**DIRECTIONS FOR THIS TASK**: Extract all of the entries and set them down verbatim.

Start of DATA ROWS

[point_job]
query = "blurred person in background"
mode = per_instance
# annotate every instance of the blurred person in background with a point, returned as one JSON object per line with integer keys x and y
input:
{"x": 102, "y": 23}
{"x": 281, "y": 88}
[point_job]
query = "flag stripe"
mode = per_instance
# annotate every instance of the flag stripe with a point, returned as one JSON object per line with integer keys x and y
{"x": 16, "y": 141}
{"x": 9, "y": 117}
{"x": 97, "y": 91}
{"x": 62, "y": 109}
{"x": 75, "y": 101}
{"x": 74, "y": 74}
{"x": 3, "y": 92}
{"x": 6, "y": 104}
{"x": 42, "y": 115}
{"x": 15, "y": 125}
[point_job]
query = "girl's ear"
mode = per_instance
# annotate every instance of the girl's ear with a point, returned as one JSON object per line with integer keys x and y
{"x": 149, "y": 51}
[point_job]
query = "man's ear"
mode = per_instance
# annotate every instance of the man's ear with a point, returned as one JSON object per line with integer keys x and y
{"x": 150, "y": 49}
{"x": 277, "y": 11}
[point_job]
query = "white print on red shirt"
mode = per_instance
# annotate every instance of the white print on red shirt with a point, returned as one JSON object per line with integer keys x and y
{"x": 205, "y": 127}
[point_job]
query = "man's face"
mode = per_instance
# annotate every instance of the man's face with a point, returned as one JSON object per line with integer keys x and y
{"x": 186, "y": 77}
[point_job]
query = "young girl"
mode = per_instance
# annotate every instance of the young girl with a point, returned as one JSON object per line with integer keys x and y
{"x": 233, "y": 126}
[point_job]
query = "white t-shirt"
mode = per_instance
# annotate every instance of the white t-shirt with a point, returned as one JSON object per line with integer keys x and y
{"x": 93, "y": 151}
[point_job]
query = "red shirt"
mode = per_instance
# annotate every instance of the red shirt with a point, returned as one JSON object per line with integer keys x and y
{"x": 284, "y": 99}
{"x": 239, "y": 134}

End of DATA ROWS

**WRITTEN SOLUTION**:
[point_job]
query = "blurred person in background"
mode = per_instance
# annotate every instance of the blurred person in background with a point, returned as one JSON object per line with integer keys x and y
input:
{"x": 102, "y": 23}
{"x": 281, "y": 88}
[point_job]
query = "flag stripe"
mode = per_instance
# annotate every instance of the flag stripe with a point, returned as one JSON object per line with integer keys x and y
{"x": 16, "y": 141}
{"x": 9, "y": 117}
{"x": 97, "y": 91}
{"x": 62, "y": 109}
{"x": 75, "y": 101}
{"x": 74, "y": 74}
{"x": 3, "y": 92}
{"x": 6, "y": 104}
{"x": 42, "y": 115}
{"x": 15, "y": 125}
[point_job]
query = "girl's ear"
mode = per_instance
# annotate every instance of the girl's ear with a point, returned as one JSON object per line with integer keys x and y
{"x": 149, "y": 51}
[point_job]
query = "man's ear"
mode = per_instance
# annotate every instance of the man's ear with a point, returned as one JSON object per line with integer keys x and y
{"x": 150, "y": 49}
{"x": 277, "y": 11}
[point_job]
query = "white print on red shirt"
mode = per_instance
# annotate every instance of the white print on red shirt with a point, returned as one JSON object per line with integer keys x and y
{"x": 205, "y": 127}
[point_job]
query = "man's face"
mode = per_instance
# annotate every instance of the man's face with a point, returned as one JSON object per line with integer keys x and y
{"x": 186, "y": 77}
[point_job]
query = "young girl"
mode = per_instance
# annotate every instance of the young girl with a point, returned as one JSON object per line with integer keys x and y
{"x": 233, "y": 126}
[point_job]
query = "white t-shirt"
mode = per_instance
# annotate every instance of the white t-shirt with a point, returned as one JSON object per line with integer keys x and y
{"x": 93, "y": 151}
[point_job]
query = "red shirt"
mode = per_instance
# annotate every instance of the red shirt with a point, returned as one JSON object per line with integer keys x and y
{"x": 284, "y": 99}
{"x": 239, "y": 134}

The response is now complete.